Problem to work on
Pick each line that has "frame" out of the records.

(Referring expression data)
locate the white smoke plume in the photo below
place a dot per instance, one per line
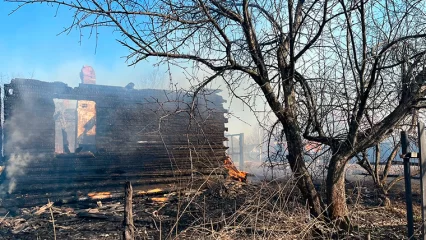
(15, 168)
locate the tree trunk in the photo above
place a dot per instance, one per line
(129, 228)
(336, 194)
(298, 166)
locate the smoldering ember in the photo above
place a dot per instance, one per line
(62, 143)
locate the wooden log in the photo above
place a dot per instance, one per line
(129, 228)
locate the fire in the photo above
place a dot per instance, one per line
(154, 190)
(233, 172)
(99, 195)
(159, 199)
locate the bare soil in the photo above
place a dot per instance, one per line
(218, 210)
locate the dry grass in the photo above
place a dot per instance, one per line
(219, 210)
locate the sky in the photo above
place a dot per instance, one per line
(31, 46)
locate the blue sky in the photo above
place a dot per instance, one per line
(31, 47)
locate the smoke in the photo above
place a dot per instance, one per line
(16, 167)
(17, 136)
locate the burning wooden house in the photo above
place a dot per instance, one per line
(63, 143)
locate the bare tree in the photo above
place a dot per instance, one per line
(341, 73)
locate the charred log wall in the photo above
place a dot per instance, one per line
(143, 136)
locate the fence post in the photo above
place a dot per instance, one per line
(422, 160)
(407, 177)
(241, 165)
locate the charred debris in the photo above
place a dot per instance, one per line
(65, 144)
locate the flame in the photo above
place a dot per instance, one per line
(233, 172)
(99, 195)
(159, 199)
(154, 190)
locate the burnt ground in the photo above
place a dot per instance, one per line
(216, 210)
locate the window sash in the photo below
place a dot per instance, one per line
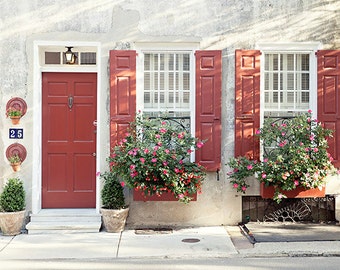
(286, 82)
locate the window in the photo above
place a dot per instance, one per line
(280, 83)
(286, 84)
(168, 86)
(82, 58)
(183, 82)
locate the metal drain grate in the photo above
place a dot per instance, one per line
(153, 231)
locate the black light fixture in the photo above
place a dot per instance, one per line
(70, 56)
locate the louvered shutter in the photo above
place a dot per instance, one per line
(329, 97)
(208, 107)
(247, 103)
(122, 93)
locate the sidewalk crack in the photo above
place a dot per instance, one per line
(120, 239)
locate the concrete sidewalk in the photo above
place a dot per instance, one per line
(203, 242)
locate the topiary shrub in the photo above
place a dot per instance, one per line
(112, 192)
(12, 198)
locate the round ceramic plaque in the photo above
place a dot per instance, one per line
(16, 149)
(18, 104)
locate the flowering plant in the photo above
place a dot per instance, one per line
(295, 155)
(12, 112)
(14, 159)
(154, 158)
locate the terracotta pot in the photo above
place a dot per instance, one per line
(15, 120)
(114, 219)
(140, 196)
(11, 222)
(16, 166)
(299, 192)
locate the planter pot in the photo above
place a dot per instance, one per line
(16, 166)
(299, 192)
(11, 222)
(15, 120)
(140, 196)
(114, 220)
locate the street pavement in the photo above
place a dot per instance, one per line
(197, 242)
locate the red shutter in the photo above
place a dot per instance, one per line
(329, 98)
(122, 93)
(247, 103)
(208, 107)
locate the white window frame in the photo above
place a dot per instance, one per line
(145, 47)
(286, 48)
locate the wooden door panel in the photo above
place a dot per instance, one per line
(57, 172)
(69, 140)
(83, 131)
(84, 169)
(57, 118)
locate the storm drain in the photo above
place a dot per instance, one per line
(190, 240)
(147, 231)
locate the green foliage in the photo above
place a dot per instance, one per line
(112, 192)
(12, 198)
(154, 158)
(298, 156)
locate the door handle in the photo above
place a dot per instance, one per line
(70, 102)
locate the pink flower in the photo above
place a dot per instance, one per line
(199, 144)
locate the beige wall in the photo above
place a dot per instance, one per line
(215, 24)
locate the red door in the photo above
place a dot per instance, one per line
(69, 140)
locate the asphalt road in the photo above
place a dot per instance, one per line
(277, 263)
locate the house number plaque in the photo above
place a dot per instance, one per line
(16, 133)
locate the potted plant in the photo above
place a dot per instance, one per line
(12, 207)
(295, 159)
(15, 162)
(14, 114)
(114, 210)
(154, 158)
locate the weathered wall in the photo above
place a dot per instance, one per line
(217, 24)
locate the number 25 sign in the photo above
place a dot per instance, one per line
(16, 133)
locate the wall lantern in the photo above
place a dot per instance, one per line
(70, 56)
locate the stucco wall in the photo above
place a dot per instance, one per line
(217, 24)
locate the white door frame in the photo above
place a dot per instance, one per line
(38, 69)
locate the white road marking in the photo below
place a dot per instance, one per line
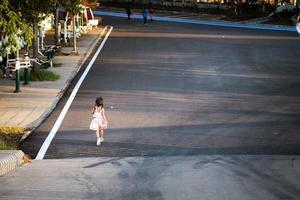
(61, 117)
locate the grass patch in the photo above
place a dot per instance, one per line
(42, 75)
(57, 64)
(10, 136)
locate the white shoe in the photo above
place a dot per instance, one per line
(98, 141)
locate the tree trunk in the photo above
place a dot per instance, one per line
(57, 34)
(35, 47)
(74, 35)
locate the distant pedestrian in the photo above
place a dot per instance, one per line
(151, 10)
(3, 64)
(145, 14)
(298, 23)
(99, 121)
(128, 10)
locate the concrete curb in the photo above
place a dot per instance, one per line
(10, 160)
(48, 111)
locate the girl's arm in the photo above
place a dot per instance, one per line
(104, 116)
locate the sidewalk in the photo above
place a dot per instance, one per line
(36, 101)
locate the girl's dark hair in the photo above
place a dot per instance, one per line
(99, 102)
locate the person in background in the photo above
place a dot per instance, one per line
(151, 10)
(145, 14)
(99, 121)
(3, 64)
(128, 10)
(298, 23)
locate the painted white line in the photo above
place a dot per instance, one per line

Output for this task
locate the white window frame in the photo above
locate the white door frame in the photo above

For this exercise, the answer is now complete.